**What you should do**
Please reproduce, word for word, everything in the text on embryonic life from "Yes, I agree" down to "from scientific experiments.".
Text under study Start Marker
It exhibits life signs from the moment of conception. What would you call that splitting of the egg cell after fertilization? There is a complexity of things happening at that very moment. Things science still doesn’t understand. Predetermined assignments through instructions from DNA start telling every cell where it’s supposed to go and what it’s supposed to do. It’s not a random event; everything is predefined through DNA. THAT IS WHAT WE CALL LIFE. Life isn’t just the mass of flesh, organs, and blood as a collective to make up a species. Life is the process that occurs on its own in a predetermined manner from the very beginning of conception.
Excuse me, but an unfertilized oocyte exhibits life when it is alive and does not exhibit life when it is dead and the same thing is true of sperm. Some oocytes begin to grow and mature, and others die by atresia. Only live oocytes can be used for zygote formation, and if they are dead, zygotes do not form.
Yes, I agree that a zygote is alive, and a blastocyst is independently alive, unless it dies. But all mammalian zygotes/blastocysts have a very short natural independent biological life span. We know this from scientific experiments.
A mammalian blastocyst in a petri dish with oxygen-rich nutrient of the strength available in the mammalian uterus lives independently there for as long as it lives in the uterus prior to implantation - the length of time depends on each species, and for the human blastocyst, it is 8-10 days.
But the most powerful scientific supernutrient known will keep a mammalian blastocyst alive long enough to double the preimplantation life span. We only know this from experiments with non-human blastocysts, because it is illegal to grow a human blastocyst in a petri dish for longer than 14 days, but it can be extrapolated that the doubling would be the same for human as for other mammalian blastocysts.
No experiment has seen even one mammalian blastocyst continue living beyond the doubling of the preimplantation life span. They all die. By extrapolation, then, the natural biological life span of a human blastocyst in a petri dish with the most powerful scientific nutrient known can be 16-20 days. But that is shorter than the duration between a woman's menstrual periods. Hence, in the woman, even if that nutrient were in the uterus and could double the human blastocyst's lifespan, the human blastocyst would die before being flushed out in menstruation.
This means that, like all other mammalian blastocysts, the human one can only live in biological independence as a blastocyst and then die. It cannot go through organogenesis and further development without implantation in the woman's body.
Thus, the development of the phenotype of a member of its species does not occur based only on the genotype, i.e., the DNA. It occurs because the blastocyst is implanted into a body of that species already exhibiting that phenotype and, as an embryo, lives as a part of that body, receiving oxygen and nutrients and antibodies from that body's blood, which is how that body's organs and limbs live, save only that, in the case of the embryo, a placenta is needed for this reception.
On one hand, if the placenta+embryo becomes biologically disconnected from the endometrial tissue of the body involved, it immediately dies. On the other hand, if the placenta+embryo stays biologically connected to the endometrial tissue but the body of the female dies, the placenta+embryo dies. The same thing is true for the placenta+fetus up to the point where development has been sufficient for viability outside the body. There are no exceptions to this. Viability of the individual fetus depends on sufficient development to be able to breathe oxygen instead of taking it in from the blood circulating in the live body of the female. If that is attained, then even if the female dies, as long as the fetus is removed quickly enough, it will survive.
Text under study End Marker
Information given Start Marker
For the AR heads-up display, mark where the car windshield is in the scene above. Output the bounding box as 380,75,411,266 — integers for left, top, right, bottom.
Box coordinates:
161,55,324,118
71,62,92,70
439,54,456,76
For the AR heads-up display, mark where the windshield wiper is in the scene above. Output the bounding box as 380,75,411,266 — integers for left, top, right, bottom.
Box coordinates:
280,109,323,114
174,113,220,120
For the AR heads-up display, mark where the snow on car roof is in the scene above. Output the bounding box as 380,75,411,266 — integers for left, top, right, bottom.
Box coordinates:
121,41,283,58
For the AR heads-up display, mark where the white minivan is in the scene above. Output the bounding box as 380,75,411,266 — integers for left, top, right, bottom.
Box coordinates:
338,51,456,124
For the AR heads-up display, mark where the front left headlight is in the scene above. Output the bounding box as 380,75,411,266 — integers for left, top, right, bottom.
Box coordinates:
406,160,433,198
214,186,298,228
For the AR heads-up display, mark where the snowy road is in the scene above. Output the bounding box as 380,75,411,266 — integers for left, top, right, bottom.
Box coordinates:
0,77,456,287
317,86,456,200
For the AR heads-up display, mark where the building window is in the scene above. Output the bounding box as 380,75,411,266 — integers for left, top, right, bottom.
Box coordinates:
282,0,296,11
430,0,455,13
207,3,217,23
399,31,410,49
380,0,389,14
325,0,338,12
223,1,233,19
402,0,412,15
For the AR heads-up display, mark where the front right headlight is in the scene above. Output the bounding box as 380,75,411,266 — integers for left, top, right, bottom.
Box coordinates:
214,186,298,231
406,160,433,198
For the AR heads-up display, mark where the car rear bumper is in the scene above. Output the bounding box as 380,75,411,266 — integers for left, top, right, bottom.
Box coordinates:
Information given End Marker
**Exercise answer**
Yes, I agree that a zygote is alive, and a blastocyst is independently alive, unless it dies. But all mammalian zygotes/blastocysts have a very short natural independent biological life span. We know this from scientific experiments.